Non-parametric models#
Let’s start by considering the architecture of the simplest possible skeleton non-parametric RML model
When we say that a model is non-parametric we generally mean that the number of parameters of the model is vast (potentially infinite) and can grow to encapsulate more detail if needed. A classic example is something like a spline or a Gaussian process, but in our case we are using a large number of discrete pixel fluxes to represent an image.
We can see the definition of these “non-parametric” image parameters in the Pytorch layer
self.cube = nn.Parameter(
torch.full(
(self.nchan, self.coords.npix, self.coords.npix),
fill_value=0.0,
requires_grad=True,
dtype=torch.double,
)
)
The nn.Parameter
call tells Pytorch that the cube
tensor containing the image pixels should be varied during optimization.
We can consider the architecture of the mpol.precomposed.SimpleNet
as a more practical extension
The functionality of the mpol.precomposed.SimpleNet
is similar to the skeleton model, but we’ve shifted the base parameterization from the mpol.images.ImageCube
to the mpol.images.BaseCube
(so that pixel flux values are non-negative) and we’ve included a small convolution kernel (through mpol.images.HannConvCube
) so that high-spatial-frequency noise is suppressed. In this framework, the nn.Parameter
s are instantiated on the BaseCube
and the ImageCube
becomes a pass-through layer.
In both of these cases, the key functionality provided by the MPoL package is the mpol.fourier.FourierCube
layer that translates a model image into the visibility plane. From the perspective of the FourierCube
, it doesn’t care how the model image was produced, it will happily translate image pixels into visibility values using the FFT.
Parametric models#
By contrast to a non-parametric model, a parametric model is one that has a (finite) set of parameters (generally decoupled from the size of the data) and can be easily used to make future predictions of the data, usually in a functional form. For example, a cubic function and its coefficients would be considered a parametric model. For a radio astronomy example, you can think of the BaseCube
and mpol.images.HannConvCube
layers as being replaced by a parametric disk model, which we’ll call DiskModel
. This parametric model would specify pixel brightness as a function of position based upon model parameters, and would feed directly into the ImageCube
pass-through layer.

■ Goal of the exercise ■
Continue the passage on parametric and non-parametric models from its final sentence.

■ Dataset excerpts ■
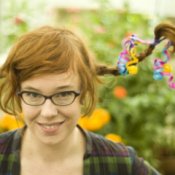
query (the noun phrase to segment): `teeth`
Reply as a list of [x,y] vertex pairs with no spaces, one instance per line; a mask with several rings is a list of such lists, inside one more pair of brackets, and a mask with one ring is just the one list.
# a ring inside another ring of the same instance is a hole
[[56,125],[43,125],[43,127],[46,129],[54,129],[56,128]]

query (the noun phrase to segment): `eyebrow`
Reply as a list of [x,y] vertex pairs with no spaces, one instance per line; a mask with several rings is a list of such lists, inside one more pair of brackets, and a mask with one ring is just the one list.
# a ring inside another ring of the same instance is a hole
[[[56,87],[54,90],[57,91],[57,90],[69,90],[69,89],[74,89],[75,87],[72,86],[72,85],[65,85],[65,86],[59,86],[59,87]],[[26,86],[24,88],[22,88],[23,90],[31,90],[31,91],[36,91],[36,92],[40,92],[41,93],[41,90],[37,89],[37,88],[34,88],[32,86]]]

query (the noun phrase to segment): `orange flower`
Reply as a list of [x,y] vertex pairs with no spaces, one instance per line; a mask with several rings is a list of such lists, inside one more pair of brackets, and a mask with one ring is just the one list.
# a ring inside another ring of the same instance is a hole
[[22,120],[15,118],[15,116],[5,114],[0,118],[0,128],[1,130],[13,130],[22,127],[24,123]]
[[117,143],[122,143],[123,142],[122,138],[119,135],[113,134],[113,133],[107,134],[105,136],[105,138],[107,138],[108,140],[111,140],[113,142],[117,142]]
[[113,94],[118,99],[123,99],[127,96],[127,91],[123,86],[116,86],[113,90]]
[[89,131],[96,131],[107,124],[110,119],[111,117],[107,110],[98,108],[94,110],[91,116],[81,117],[78,123]]

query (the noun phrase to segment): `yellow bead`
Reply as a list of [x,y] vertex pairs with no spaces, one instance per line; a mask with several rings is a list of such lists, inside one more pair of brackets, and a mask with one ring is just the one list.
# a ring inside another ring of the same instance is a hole
[[137,66],[128,66],[128,73],[131,75],[135,75],[138,72],[138,67]]
[[164,64],[163,70],[166,73],[170,73],[170,72],[172,72],[172,67],[169,64]]

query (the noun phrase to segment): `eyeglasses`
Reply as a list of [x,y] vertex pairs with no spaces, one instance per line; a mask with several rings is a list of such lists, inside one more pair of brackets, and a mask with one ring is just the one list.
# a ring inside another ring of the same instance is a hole
[[67,106],[72,104],[80,92],[63,91],[50,96],[42,95],[36,92],[21,91],[17,93],[24,103],[30,106],[40,106],[45,103],[46,99],[50,99],[53,104],[58,106]]

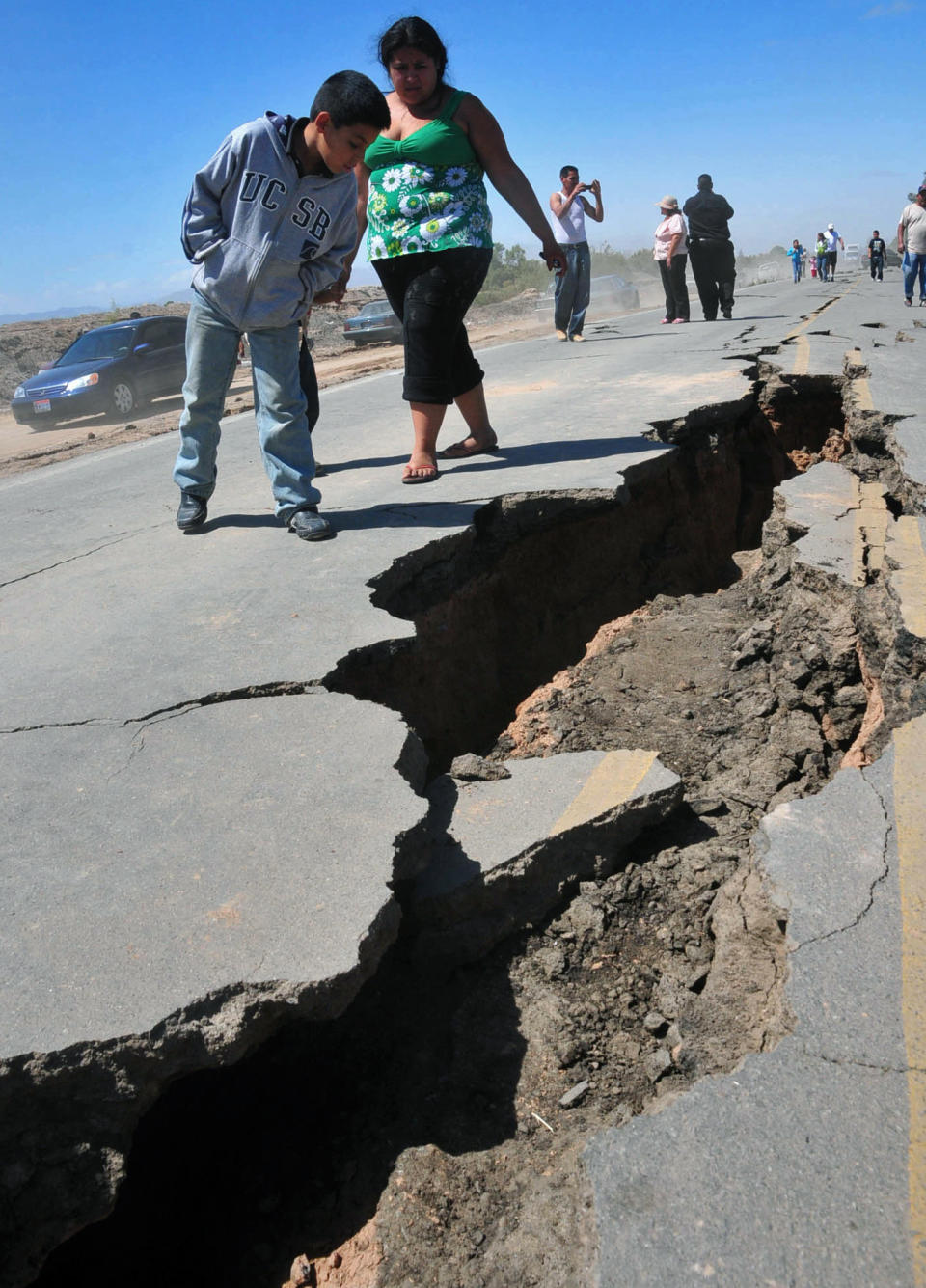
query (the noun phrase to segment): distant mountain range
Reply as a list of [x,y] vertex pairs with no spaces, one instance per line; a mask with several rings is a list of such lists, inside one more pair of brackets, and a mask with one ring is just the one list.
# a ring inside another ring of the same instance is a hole
[[[167,304],[173,301],[174,304],[185,304],[187,300],[193,299],[193,292],[189,290],[176,291],[176,294],[165,298],[162,300],[143,300],[144,304]],[[118,313],[126,313],[129,309],[138,308],[138,304],[117,304],[116,310]],[[0,326],[6,326],[8,322],[48,322],[50,318],[76,318],[81,313],[108,313],[112,305],[107,304],[81,304],[81,305],[68,305],[67,308],[49,309],[46,313],[0,313]]]

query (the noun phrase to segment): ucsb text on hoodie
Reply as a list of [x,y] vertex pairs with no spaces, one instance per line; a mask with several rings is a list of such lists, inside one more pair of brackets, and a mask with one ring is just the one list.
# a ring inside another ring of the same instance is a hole
[[303,317],[354,249],[357,182],[300,175],[288,151],[295,126],[267,112],[232,130],[183,210],[193,287],[242,331]]

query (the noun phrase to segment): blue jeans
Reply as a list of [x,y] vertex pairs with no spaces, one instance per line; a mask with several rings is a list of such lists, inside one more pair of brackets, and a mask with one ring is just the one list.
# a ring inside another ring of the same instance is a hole
[[591,251],[589,242],[562,249],[565,251],[565,273],[556,278],[553,325],[568,336],[581,335],[591,298]]
[[[202,295],[187,318],[187,380],[180,416],[180,451],[174,482],[182,492],[207,500],[215,489],[215,456],[222,413],[238,354],[241,331]],[[283,522],[321,492],[312,486],[312,455],[305,395],[299,383],[299,323],[247,332],[254,379],[254,412],[264,468]]]
[[904,255],[904,295],[913,299],[913,287],[920,278],[920,299],[926,300],[926,252],[907,251]]

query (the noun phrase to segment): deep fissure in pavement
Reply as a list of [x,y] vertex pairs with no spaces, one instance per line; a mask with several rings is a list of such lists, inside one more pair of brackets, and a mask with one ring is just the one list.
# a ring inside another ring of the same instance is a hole
[[773,488],[796,473],[787,453],[809,460],[845,428],[836,381],[755,375],[741,402],[656,425],[654,440],[685,450],[628,469],[617,497],[504,497],[466,533],[397,560],[373,603],[413,621],[415,638],[359,649],[323,683],[394,707],[442,770],[491,746],[601,622],[730,585],[733,551],[759,545]]
[[681,450],[635,471],[618,504],[500,502],[471,536],[381,577],[377,601],[417,639],[334,679],[388,697],[438,766],[473,748],[650,746],[686,806],[484,960],[422,965],[399,942],[340,1019],[178,1082],[135,1135],[113,1216],[40,1284],[91,1269],[100,1288],[126,1274],[251,1288],[282,1283],[296,1253],[307,1284],[580,1284],[589,1133],[783,1032],[784,927],[748,840],[856,744],[871,675],[896,665],[890,605],[859,620],[837,587],[796,589],[780,524],[755,569],[733,560],[757,544],[787,452],[845,451],[835,383],[766,372],[751,406],[657,433]]

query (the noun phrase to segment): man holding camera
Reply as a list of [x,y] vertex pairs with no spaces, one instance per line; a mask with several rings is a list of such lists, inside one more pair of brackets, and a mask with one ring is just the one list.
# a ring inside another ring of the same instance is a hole
[[[550,196],[553,234],[565,249],[565,273],[556,279],[556,296],[553,312],[553,325],[558,340],[582,340],[585,310],[591,296],[591,251],[585,240],[585,216],[601,223],[601,184],[578,182],[574,165],[564,165],[559,171],[560,192]],[[595,198],[594,207],[582,193],[590,192]]]

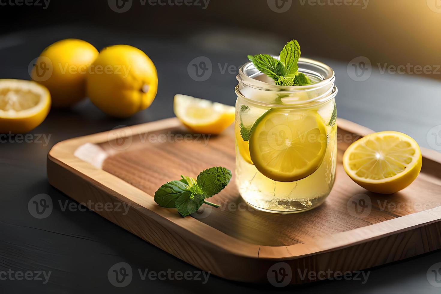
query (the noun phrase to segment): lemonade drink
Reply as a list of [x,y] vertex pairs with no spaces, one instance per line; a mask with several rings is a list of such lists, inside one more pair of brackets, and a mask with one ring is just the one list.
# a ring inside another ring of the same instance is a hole
[[236,177],[254,208],[286,213],[308,210],[329,194],[337,145],[335,75],[326,65],[300,58],[311,85],[276,85],[246,64],[236,88]]

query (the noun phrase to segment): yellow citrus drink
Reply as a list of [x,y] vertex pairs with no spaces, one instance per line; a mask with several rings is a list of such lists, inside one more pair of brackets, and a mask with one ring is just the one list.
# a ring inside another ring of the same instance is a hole
[[311,85],[275,85],[252,63],[238,76],[236,184],[243,199],[259,210],[312,209],[323,203],[334,183],[335,76],[314,60],[301,58],[302,66]]

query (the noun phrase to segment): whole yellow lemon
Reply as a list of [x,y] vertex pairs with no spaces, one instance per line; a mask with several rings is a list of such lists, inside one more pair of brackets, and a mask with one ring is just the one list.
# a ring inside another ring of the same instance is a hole
[[86,41],[58,41],[41,52],[31,77],[49,89],[53,107],[70,106],[86,97],[86,74],[98,54]]
[[146,53],[128,45],[103,49],[87,74],[92,102],[110,115],[127,117],[150,106],[156,96],[158,76]]

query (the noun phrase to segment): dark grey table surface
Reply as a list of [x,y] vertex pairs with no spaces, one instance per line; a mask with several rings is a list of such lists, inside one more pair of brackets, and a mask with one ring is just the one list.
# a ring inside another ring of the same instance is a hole
[[[441,288],[431,285],[426,277],[429,268],[441,262],[439,251],[367,270],[370,273],[365,283],[354,279],[325,280],[276,288],[269,285],[231,282],[213,275],[210,275],[206,283],[185,279],[142,280],[138,269],[183,272],[198,269],[93,212],[64,209],[66,203],[75,202],[48,182],[46,160],[51,148],[66,139],[116,126],[172,117],[173,97],[177,93],[234,105],[235,74],[223,73],[222,69],[232,65],[234,70],[247,61],[248,54],[276,53],[283,42],[250,32],[245,32],[247,37],[242,37],[240,33],[201,31],[197,35],[171,41],[146,33],[131,35],[66,26],[0,38],[1,78],[28,79],[30,63],[45,46],[58,40],[76,37],[100,49],[114,44],[137,47],[153,60],[159,79],[158,94],[151,106],[130,118],[109,118],[85,100],[71,109],[52,110],[45,122],[30,132],[32,141],[19,142],[19,138],[13,137],[0,144],[0,292],[440,293]],[[191,60],[200,56],[210,59],[213,72],[206,81],[199,82],[192,79],[187,67]],[[441,141],[441,138],[431,139],[428,133],[441,124],[441,82],[415,75],[381,74],[377,69],[373,70],[366,81],[355,82],[347,72],[347,63],[321,59],[336,72],[340,117],[375,130],[405,132],[422,147],[439,146],[436,140]],[[41,194],[50,196],[53,209],[47,217],[38,219],[30,213],[28,204]],[[118,288],[109,282],[108,272],[114,264],[123,262],[130,265],[133,276],[128,286]],[[8,271],[39,271],[50,272],[47,283],[42,275],[41,280],[19,280],[14,278],[15,273],[12,274],[12,279],[5,278]]]

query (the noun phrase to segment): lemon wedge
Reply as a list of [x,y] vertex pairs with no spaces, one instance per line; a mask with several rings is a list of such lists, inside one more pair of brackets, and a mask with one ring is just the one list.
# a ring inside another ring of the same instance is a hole
[[386,131],[355,141],[343,156],[343,167],[356,183],[372,192],[390,194],[407,186],[421,170],[421,151],[402,133]]
[[43,122],[49,113],[51,96],[34,82],[0,79],[0,133],[26,133]]
[[272,109],[253,126],[250,154],[264,175],[293,182],[317,170],[325,157],[327,140],[325,125],[316,112]]
[[234,106],[209,100],[178,94],[175,96],[175,114],[194,133],[217,134],[234,121]]

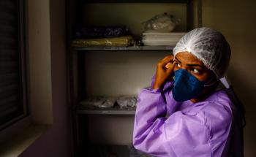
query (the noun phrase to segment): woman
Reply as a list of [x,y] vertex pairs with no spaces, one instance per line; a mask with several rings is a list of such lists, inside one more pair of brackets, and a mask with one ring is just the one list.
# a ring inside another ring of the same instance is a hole
[[155,156],[243,156],[241,109],[217,89],[230,57],[223,35],[195,28],[173,53],[138,96],[135,148]]

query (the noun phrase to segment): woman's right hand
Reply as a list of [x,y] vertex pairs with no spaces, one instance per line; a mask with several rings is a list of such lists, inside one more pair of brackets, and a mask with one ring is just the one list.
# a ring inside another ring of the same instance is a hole
[[167,55],[157,64],[153,89],[163,88],[167,79],[173,74],[174,67],[173,55]]

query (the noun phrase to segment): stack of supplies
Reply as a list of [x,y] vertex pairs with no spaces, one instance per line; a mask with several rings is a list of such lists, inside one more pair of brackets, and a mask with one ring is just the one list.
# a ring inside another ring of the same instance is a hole
[[137,96],[94,96],[80,102],[86,108],[111,108],[116,104],[121,109],[132,109],[136,107]]
[[142,42],[148,46],[175,46],[185,34],[186,32],[143,33]]
[[75,31],[73,47],[127,47],[133,44],[126,26],[86,26]]

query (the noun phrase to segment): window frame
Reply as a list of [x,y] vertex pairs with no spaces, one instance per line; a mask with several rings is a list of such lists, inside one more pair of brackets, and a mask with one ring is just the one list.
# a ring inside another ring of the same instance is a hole
[[[19,69],[20,69],[20,96],[23,104],[23,114],[20,115],[9,120],[8,122],[0,126],[0,133],[12,126],[15,122],[21,121],[24,118],[27,117],[29,113],[29,105],[28,105],[28,97],[27,97],[27,70],[28,67],[26,65],[26,50],[28,47],[26,45],[26,12],[25,12],[25,0],[16,0],[18,1],[18,53],[19,53]],[[1,139],[1,138],[0,138]]]

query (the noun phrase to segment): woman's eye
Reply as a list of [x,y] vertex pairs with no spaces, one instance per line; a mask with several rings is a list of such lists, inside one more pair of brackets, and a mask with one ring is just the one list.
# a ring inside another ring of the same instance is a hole
[[178,67],[179,67],[179,68],[181,68],[181,64],[178,64],[178,63],[176,63],[176,66],[177,66]]
[[200,71],[197,70],[197,69],[192,69],[192,72],[193,72],[195,74],[199,74],[199,73],[200,73]]

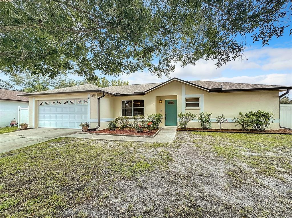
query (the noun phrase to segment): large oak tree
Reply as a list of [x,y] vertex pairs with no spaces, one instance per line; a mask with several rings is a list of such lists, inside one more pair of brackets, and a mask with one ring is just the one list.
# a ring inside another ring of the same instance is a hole
[[[0,70],[52,77],[240,58],[247,34],[263,45],[284,31],[291,2],[277,0],[13,0],[0,3]],[[249,37],[250,37],[249,36]]]

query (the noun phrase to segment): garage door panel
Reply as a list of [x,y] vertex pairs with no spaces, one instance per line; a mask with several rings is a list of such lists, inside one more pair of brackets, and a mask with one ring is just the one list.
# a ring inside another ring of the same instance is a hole
[[[80,100],[79,100],[80,101]],[[52,102],[60,104],[41,104],[39,102],[39,127],[51,128],[81,128],[80,123],[87,120],[87,104],[86,99],[82,100],[83,103],[68,104],[71,101],[54,100]]]
[[69,127],[70,128],[75,128],[76,127],[76,123],[69,123]]
[[61,114],[58,114],[56,116],[56,119],[57,120],[62,120],[62,116]]
[[69,114],[69,120],[76,120],[76,115],[74,114]]
[[76,112],[76,107],[70,107],[69,108],[69,112]]

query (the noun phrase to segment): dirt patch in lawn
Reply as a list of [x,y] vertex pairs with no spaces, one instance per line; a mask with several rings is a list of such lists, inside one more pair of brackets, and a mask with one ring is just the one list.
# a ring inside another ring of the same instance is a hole
[[123,135],[132,135],[136,136],[152,136],[160,129],[153,130],[149,132],[148,130],[144,129],[142,132],[138,132],[135,129],[126,128],[122,130],[117,129],[116,130],[110,130],[109,128],[96,131],[88,131],[87,132],[93,133],[106,133],[107,134],[116,134]]
[[178,132],[167,143],[59,138],[0,155],[0,213],[291,217],[291,153],[290,135]]
[[268,130],[264,132],[260,132],[255,130],[249,130],[248,131],[242,131],[240,130],[218,130],[217,129],[207,129],[203,130],[200,128],[188,128],[187,129],[178,128],[178,131],[196,131],[198,132],[238,132],[243,133],[272,133],[272,134],[292,134],[292,130],[286,129],[280,129],[279,130]]

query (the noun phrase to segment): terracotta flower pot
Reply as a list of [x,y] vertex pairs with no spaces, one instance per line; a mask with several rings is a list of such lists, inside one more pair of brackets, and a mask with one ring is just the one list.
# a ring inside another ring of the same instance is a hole
[[28,124],[20,125],[20,126],[21,127],[22,129],[27,129],[27,127],[28,126]]
[[88,131],[88,129],[89,127],[89,126],[82,126],[82,132],[87,132]]

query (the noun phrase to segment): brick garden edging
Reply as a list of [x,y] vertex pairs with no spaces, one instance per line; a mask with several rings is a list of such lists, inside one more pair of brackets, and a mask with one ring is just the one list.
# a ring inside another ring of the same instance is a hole
[[292,134],[289,132],[244,132],[243,131],[228,131],[228,130],[224,131],[216,131],[213,130],[210,131],[210,130],[177,130],[177,132],[227,132],[230,133],[247,133],[248,134],[278,134],[279,135],[292,135]]
[[154,134],[152,136],[143,136],[143,135],[127,135],[124,134],[112,134],[111,133],[102,133],[95,132],[78,132],[77,133],[79,134],[90,134],[91,135],[106,135],[109,136],[124,136],[125,137],[143,137],[144,138],[154,138],[156,135],[158,134],[158,133],[160,132],[160,130],[162,129],[162,128],[159,128],[158,130],[156,131],[156,132],[154,133]]

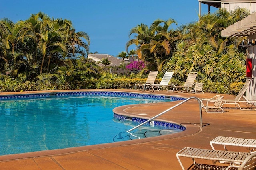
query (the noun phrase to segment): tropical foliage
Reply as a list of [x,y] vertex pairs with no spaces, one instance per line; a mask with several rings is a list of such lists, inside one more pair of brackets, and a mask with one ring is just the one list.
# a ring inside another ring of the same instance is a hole
[[141,24],[131,30],[130,36],[136,35],[127,43],[126,49],[135,44],[139,58],[148,63],[146,68],[174,70],[174,76],[182,80],[195,72],[202,80],[244,81],[246,53],[238,44],[244,38],[222,37],[220,31],[249,14],[245,8],[231,12],[220,8],[176,30],[168,30],[171,24],[176,23],[172,19],[157,20],[150,27]]
[[76,32],[71,21],[42,12],[16,23],[1,20],[0,37],[2,71],[44,83],[58,78],[64,67],[75,66],[78,56],[86,57],[90,42],[87,33]]
[[[86,58],[89,35],[76,32],[71,21],[42,12],[16,23],[3,18],[0,20],[3,74],[0,91],[126,88],[129,82],[142,81],[140,78],[146,77],[142,73],[158,70],[162,75],[172,70],[174,84],[182,84],[189,72],[196,72],[205,91],[235,93],[232,87],[241,86],[246,79],[246,49],[238,45],[246,37],[222,37],[220,31],[249,14],[244,8],[231,12],[220,8],[175,30],[171,26],[178,23],[172,18],[156,20],[150,26],[138,25],[129,33],[130,38],[134,37],[126,44],[126,52],[117,56],[124,61],[131,56],[133,62],[110,68],[100,67]],[[128,52],[132,45],[136,50]],[[134,60],[136,55],[139,61]],[[101,62],[106,66],[109,61]],[[128,72],[142,70],[138,74]]]
[[126,66],[126,68],[130,71],[139,71],[144,68],[146,65],[145,63],[142,60],[134,61]]

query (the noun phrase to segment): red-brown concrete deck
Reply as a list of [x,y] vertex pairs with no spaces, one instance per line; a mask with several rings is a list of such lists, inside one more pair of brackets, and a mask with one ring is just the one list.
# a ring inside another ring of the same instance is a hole
[[[36,92],[21,93],[31,92]],[[201,98],[209,98],[216,94],[166,92],[156,93]],[[0,93],[0,95],[6,94],[7,94]],[[233,98],[234,96],[224,95],[224,98]],[[139,114],[147,114],[143,116],[148,118],[178,103],[130,106],[116,108],[115,111],[127,115],[136,115],[136,117],[141,116]],[[185,126],[187,129],[183,132],[128,141],[0,156],[0,170],[181,169],[176,153],[184,147],[211,149],[210,141],[218,136],[256,139],[256,111],[241,111],[234,105],[224,106],[227,107],[224,108],[225,112],[223,113],[203,111],[204,126],[201,128],[198,103],[196,100],[191,100],[158,118]],[[222,150],[222,147],[216,146],[215,149]],[[247,151],[241,147],[228,149]],[[192,165],[191,159],[182,158],[181,159],[185,168]],[[212,164],[204,160],[198,162]],[[190,168],[192,168],[192,166]]]

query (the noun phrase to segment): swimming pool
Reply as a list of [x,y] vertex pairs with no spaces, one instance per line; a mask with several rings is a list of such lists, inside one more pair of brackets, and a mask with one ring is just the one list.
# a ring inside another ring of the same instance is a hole
[[[113,121],[114,108],[170,101],[160,95],[107,92],[1,96],[0,100],[0,155],[128,140],[120,139],[118,134],[136,123],[120,121],[118,115]],[[152,128],[138,129],[137,134],[152,135],[159,129]]]

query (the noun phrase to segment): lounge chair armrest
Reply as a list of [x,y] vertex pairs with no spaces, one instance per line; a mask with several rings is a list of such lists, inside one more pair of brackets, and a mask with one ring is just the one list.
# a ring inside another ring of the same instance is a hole
[[[216,95],[215,96],[210,98],[208,98],[208,99],[199,99],[199,100],[201,100],[201,101],[208,101],[208,100],[213,100],[214,99],[216,98],[216,97],[217,97],[218,95]],[[213,102],[214,102],[214,101],[213,101]]]

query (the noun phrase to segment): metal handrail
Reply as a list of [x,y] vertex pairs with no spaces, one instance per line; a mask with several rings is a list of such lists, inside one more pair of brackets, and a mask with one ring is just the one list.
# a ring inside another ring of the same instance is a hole
[[130,129],[129,130],[127,131],[126,132],[128,132],[128,133],[129,133],[131,131],[133,131],[133,130],[138,128],[138,127],[142,126],[142,125],[147,123],[149,121],[151,121],[152,120],[156,119],[156,118],[162,115],[163,115],[163,114],[167,112],[168,112],[168,111],[170,111],[170,110],[174,109],[174,108],[177,107],[177,106],[179,106],[184,104],[184,103],[185,103],[185,102],[187,102],[188,100],[191,100],[192,99],[196,99],[196,100],[198,101],[198,103],[199,103],[199,111],[200,111],[200,126],[201,126],[201,127],[203,127],[203,119],[202,119],[202,106],[201,106],[201,101],[199,100],[199,99],[198,99],[197,98],[196,98],[196,97],[191,97],[186,99],[186,100],[181,102],[180,103],[177,104],[176,105],[175,105],[175,106],[172,106],[171,108],[167,109],[165,111],[163,111],[161,113],[157,115],[156,116],[155,116],[154,117],[153,117],[152,118],[149,119],[147,121],[142,123],[140,124],[140,125],[138,125],[138,126],[136,126],[135,127],[134,127],[131,129]]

■ Task response ■
Before ALMA, it was common in the protoplanetary disk field to fit parametric models (e.g., elliptical Gaussians, one or two axisymmetric rings, etc…) to interferometric observations to derive source properties like size and inclination. The spatial resolution afforded by the ALMA long-baseline campaign rendered many of these simple parametric models inadequate. Suddenly, rich substructure in the forms of rings, gaps, and spirals was visible in dust continuum images and, except for a few exceptions we’ll discuss in a second, these morphologies were too complex to neatly capture with simple model parameterizations.
This spurred a major shift from parametric, visibility-based analyses to image-based analysis (including our own MPoL efforts). Visibility-based analysis is still viable, but with modern datasets it must often be more sophisticated. For example, non-parametric 1D models like frank are capable of super-resolution compared to image-based methods like CLEAN for axisymmetric sources.
In our opinion, the two (linked) reasons that parametric model fitting has fallen out of favor in the protoplanetary disk field are
ALMA data are sufficiently high quality that many model parameters are required to accurately describe disk emission
standard sampling algorithms used for Bayesian inference do not perform well in high dimensional parameter spaces
As we hinted at, the MPoL + Pyro + PyTorch framework will help us out on point #2, such that we might be able to explore more detailed models with larger numbers of parameters.
The point of this tutorial isn’t to say that everyone should switch back to using parametric models. But rather that with the industry-grade machinery of probabilistic programming languages and autodifferentiation, there may be situations where parametric models are still useful.
DSHARP AS 209 dataset#
For this tutorial we’ll use the ALMA DSHARP dust continuum observations of the AS 209 protoplanetary disk. The data reduction is described in Andrews et al. 2018 and the primary analysis is described in Guzmán et al. 2018.
The original measurement sets from the DSHARP program are available in measurement set format from the ALMA project pages (e.g., NRAO). To save some boilerplate code and computation time for the purposes of this tutorial, we have extracted the visibilities from this measurement set, performed a few averaging and weight scaling steps, and uploaded the processed dataset to a Zenodo repository as an asdf file. The full set of pre-processing commands are available in the mpoldatasets package. Let’s download the file and extract the visibilities
from astropy.utils.data import download_file
fname = download_file(
"https://zenodo.org/record/7732834/files/AS209_continuum_averaged.asdf",
cache=True,
pkgname="mpol",
)
import asdf
# load extracted visibilities from asdf file
d = asdf.open(fname)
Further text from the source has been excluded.